Task directions
Rewrite the items from their first line through the line with "positive clicks: (205, 261)", changing each "rough mask" to "coarse mask" and keeping everything else as it stands.
== Segment start ==
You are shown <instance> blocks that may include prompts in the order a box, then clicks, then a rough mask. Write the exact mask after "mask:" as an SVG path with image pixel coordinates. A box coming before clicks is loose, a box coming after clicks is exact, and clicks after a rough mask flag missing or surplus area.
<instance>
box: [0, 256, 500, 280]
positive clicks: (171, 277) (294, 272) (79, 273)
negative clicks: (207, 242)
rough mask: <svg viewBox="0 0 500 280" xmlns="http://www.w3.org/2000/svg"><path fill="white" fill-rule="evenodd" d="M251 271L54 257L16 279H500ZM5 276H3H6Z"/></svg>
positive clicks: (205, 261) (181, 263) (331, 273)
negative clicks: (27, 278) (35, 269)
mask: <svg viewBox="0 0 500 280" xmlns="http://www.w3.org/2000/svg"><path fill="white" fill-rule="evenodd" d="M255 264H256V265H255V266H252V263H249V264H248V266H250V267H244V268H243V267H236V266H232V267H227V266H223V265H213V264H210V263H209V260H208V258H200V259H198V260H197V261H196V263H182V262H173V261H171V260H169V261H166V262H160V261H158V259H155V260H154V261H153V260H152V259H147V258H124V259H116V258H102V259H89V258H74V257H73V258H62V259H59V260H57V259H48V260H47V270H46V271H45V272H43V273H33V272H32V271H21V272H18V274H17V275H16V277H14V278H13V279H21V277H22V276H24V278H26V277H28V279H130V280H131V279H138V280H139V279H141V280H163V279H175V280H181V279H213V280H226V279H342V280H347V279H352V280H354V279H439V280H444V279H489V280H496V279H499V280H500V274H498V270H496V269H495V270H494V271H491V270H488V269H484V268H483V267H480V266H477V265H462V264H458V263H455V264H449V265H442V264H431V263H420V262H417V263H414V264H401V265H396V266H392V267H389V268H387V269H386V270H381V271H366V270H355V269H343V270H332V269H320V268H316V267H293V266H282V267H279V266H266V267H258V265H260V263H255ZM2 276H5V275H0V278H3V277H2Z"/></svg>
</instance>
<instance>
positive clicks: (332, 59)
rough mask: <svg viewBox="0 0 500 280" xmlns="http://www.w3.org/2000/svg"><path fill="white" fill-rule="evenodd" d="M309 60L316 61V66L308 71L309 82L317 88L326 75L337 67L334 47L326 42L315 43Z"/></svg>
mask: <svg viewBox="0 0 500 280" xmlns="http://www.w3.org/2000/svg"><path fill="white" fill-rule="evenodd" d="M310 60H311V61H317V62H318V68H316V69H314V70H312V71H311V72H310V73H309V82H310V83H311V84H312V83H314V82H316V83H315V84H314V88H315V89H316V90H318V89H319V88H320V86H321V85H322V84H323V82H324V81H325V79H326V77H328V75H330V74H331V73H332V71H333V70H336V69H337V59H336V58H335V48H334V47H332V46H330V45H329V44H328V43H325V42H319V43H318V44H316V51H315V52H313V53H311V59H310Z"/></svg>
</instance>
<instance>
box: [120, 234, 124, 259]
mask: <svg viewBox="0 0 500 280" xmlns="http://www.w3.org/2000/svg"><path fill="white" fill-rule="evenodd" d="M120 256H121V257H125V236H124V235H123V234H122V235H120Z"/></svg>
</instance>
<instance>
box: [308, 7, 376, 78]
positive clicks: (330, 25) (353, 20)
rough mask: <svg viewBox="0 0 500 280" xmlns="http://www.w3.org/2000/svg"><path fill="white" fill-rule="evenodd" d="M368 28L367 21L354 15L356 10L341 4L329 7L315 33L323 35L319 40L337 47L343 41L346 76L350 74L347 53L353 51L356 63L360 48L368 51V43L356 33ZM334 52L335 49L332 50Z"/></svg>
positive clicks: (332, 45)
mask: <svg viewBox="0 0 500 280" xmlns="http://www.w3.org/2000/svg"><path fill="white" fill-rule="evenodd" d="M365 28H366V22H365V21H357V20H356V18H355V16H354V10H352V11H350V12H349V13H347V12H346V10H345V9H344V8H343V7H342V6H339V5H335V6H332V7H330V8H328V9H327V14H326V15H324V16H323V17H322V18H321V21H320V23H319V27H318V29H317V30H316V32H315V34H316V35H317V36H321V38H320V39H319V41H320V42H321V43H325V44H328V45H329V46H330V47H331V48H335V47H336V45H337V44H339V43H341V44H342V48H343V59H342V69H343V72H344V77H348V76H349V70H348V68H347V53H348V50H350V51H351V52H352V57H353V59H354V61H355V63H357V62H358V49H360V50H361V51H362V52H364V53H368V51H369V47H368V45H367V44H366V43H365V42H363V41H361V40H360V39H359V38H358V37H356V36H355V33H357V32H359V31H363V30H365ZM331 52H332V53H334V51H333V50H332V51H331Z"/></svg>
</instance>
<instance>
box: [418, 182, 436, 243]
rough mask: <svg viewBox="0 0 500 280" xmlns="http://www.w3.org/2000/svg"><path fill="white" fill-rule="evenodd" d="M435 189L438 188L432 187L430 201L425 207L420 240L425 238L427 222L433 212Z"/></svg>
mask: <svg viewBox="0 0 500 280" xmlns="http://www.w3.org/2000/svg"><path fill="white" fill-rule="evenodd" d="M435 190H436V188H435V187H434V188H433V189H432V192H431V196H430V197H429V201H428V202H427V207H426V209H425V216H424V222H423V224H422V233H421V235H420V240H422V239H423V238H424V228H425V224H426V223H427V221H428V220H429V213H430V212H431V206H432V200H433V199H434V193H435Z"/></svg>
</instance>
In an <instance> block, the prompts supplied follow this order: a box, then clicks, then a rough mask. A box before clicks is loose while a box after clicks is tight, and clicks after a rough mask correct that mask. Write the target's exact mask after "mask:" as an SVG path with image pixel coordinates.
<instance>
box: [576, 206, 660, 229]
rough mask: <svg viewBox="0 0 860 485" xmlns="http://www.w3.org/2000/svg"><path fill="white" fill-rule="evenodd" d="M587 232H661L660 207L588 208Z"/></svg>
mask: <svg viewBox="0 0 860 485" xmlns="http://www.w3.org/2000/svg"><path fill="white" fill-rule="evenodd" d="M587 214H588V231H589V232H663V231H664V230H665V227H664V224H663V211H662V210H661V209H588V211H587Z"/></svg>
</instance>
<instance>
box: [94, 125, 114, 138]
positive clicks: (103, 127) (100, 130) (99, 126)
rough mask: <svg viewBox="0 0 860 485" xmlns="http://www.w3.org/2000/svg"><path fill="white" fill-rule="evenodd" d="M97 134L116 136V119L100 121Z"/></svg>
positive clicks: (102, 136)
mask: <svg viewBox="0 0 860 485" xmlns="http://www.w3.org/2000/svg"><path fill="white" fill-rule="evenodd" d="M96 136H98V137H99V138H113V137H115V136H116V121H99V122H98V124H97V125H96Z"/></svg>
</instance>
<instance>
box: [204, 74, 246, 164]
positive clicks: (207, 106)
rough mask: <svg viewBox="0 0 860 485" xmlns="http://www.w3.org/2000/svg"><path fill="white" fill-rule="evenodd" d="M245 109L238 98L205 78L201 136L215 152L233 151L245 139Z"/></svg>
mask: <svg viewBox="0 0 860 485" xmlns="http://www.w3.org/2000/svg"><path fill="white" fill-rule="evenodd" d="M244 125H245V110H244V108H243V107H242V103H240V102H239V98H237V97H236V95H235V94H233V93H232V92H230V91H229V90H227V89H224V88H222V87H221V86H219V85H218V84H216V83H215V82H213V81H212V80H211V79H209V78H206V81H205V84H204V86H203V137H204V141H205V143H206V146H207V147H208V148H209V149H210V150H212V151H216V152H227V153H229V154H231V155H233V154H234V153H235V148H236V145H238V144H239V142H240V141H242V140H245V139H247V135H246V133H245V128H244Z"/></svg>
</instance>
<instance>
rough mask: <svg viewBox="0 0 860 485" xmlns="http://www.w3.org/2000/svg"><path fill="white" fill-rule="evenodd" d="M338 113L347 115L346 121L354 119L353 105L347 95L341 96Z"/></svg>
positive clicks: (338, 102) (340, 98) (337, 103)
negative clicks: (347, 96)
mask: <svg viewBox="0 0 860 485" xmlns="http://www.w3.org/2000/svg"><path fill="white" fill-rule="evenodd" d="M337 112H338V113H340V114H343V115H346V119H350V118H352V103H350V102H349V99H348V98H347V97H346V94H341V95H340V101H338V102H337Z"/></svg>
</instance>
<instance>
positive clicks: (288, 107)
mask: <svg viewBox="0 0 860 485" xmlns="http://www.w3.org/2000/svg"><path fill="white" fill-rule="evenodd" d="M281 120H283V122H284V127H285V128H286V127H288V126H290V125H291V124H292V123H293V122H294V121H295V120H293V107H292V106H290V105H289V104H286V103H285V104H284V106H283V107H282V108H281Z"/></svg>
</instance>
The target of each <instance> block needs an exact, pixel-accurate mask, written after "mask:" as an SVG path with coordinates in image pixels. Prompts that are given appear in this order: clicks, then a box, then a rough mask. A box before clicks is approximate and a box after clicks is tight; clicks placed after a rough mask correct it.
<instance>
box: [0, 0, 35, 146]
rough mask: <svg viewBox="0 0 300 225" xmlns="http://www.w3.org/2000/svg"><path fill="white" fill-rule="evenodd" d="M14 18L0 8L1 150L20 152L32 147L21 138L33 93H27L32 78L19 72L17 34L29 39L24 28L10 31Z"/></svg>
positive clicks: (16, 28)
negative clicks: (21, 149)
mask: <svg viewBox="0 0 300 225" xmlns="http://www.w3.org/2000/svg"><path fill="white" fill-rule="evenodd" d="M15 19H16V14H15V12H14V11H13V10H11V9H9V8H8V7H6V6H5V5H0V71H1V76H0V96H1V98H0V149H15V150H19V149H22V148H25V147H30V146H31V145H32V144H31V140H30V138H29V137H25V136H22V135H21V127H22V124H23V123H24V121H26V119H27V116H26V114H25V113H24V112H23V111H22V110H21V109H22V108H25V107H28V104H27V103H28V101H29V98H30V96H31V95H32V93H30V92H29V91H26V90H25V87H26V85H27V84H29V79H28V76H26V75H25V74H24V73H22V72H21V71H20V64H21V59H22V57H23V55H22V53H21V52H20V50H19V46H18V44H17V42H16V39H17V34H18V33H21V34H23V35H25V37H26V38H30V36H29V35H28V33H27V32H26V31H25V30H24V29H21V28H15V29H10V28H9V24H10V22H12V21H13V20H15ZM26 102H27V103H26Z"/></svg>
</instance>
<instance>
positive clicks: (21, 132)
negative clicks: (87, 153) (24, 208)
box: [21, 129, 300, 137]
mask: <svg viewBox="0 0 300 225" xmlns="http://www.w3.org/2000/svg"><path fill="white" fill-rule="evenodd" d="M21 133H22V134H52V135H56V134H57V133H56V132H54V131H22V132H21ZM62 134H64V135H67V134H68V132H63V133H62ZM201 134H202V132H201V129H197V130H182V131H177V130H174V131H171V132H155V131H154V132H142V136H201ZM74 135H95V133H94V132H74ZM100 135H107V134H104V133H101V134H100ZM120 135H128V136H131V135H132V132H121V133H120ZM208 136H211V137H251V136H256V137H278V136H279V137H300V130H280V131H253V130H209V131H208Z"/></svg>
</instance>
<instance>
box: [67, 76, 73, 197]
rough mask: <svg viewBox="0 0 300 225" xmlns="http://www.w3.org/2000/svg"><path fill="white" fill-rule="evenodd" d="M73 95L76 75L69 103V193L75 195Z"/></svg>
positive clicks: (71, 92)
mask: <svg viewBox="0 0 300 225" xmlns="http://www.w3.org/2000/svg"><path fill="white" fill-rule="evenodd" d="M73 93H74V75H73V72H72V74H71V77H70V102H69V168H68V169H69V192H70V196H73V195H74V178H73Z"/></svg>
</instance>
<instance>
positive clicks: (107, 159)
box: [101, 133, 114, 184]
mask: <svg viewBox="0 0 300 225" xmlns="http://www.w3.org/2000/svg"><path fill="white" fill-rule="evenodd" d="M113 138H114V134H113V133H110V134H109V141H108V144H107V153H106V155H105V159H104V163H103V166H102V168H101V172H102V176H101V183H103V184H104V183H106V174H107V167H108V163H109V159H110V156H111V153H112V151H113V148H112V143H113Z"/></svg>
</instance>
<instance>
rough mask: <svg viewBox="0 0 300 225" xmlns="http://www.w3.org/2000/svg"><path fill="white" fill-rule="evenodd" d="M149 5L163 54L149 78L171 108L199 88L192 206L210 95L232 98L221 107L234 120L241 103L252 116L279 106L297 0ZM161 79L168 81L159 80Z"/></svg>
== Segment end ==
Answer below
You are shown <instance> blocks that may include prompts in the order a box, then clicks, then a coarse mask. Write the exact mask after "mask:" as an SVG path with image pixel coordinates. A box coming before clicks is loose, a box coming after clicks is exact, and clicks after a coarse mask flag missing or surplus area.
<instance>
box: [0, 256, 500, 280]
positive clicks: (171, 277) (294, 272) (79, 273)
negative clicks: (207, 242)
coarse mask: <svg viewBox="0 0 500 280" xmlns="http://www.w3.org/2000/svg"><path fill="white" fill-rule="evenodd" d="M251 271L54 257L16 279H500ZM5 276H3H6Z"/></svg>
positive clicks: (205, 261) (181, 263) (331, 273)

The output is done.